▶ _TASK DATA_:

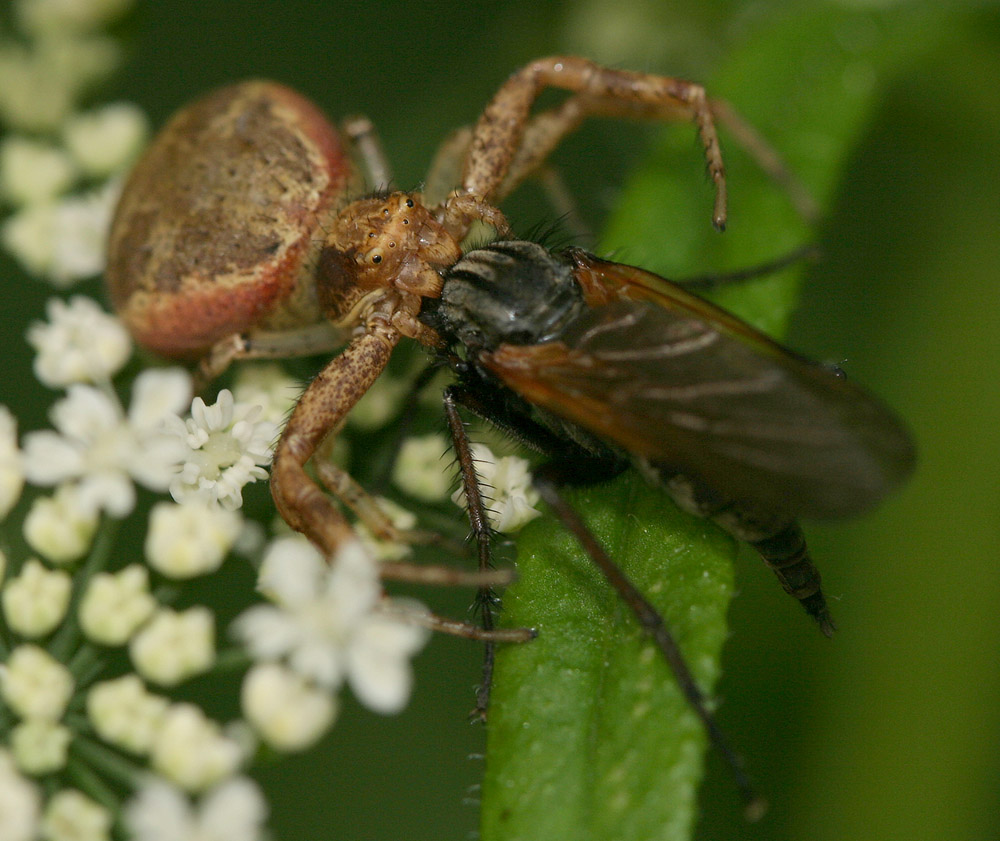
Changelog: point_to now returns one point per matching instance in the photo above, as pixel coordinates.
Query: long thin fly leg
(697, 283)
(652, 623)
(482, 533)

...

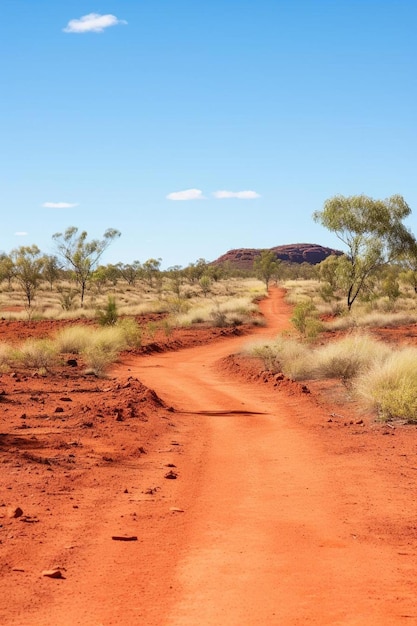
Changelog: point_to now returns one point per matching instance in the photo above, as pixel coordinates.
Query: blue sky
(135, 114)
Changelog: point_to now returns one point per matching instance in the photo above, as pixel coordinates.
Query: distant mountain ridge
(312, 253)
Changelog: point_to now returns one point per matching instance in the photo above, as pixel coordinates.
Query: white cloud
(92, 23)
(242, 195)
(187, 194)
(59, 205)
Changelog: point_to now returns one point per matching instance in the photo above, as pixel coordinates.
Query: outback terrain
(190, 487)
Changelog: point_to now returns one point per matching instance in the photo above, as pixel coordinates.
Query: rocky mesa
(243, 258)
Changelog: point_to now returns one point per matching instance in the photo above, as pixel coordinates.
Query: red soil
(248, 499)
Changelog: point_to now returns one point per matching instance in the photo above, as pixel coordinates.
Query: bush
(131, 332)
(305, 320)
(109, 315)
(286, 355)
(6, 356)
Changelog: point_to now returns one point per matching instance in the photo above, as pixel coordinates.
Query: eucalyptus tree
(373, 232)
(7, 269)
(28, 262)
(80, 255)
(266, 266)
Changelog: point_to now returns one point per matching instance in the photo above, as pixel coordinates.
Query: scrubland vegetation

* * *

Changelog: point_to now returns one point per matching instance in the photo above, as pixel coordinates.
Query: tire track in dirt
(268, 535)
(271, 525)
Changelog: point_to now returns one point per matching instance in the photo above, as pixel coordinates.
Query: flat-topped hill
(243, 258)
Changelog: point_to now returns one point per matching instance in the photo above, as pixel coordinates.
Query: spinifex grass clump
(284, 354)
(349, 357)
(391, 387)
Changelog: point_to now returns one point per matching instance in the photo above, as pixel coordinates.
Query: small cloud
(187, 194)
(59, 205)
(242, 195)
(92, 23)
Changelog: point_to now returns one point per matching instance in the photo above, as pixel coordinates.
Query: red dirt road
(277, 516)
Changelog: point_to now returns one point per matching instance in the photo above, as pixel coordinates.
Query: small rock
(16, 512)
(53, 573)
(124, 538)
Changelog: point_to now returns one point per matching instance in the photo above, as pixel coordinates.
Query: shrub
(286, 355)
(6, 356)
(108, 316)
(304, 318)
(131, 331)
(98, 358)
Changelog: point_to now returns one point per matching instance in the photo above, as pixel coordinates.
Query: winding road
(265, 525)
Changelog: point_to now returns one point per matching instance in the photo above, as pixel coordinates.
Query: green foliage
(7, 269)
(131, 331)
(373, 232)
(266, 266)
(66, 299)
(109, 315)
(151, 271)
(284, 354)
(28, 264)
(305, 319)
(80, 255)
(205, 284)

▶ _GOAL OF THE EXERCISE_: Could you gather every line in the records above that contains the word "cloud"? Case counts, so copy only lines where the capitalization matches.

▶ _EXERCISE RESULT_:
Query: white cloud
Query: small cloud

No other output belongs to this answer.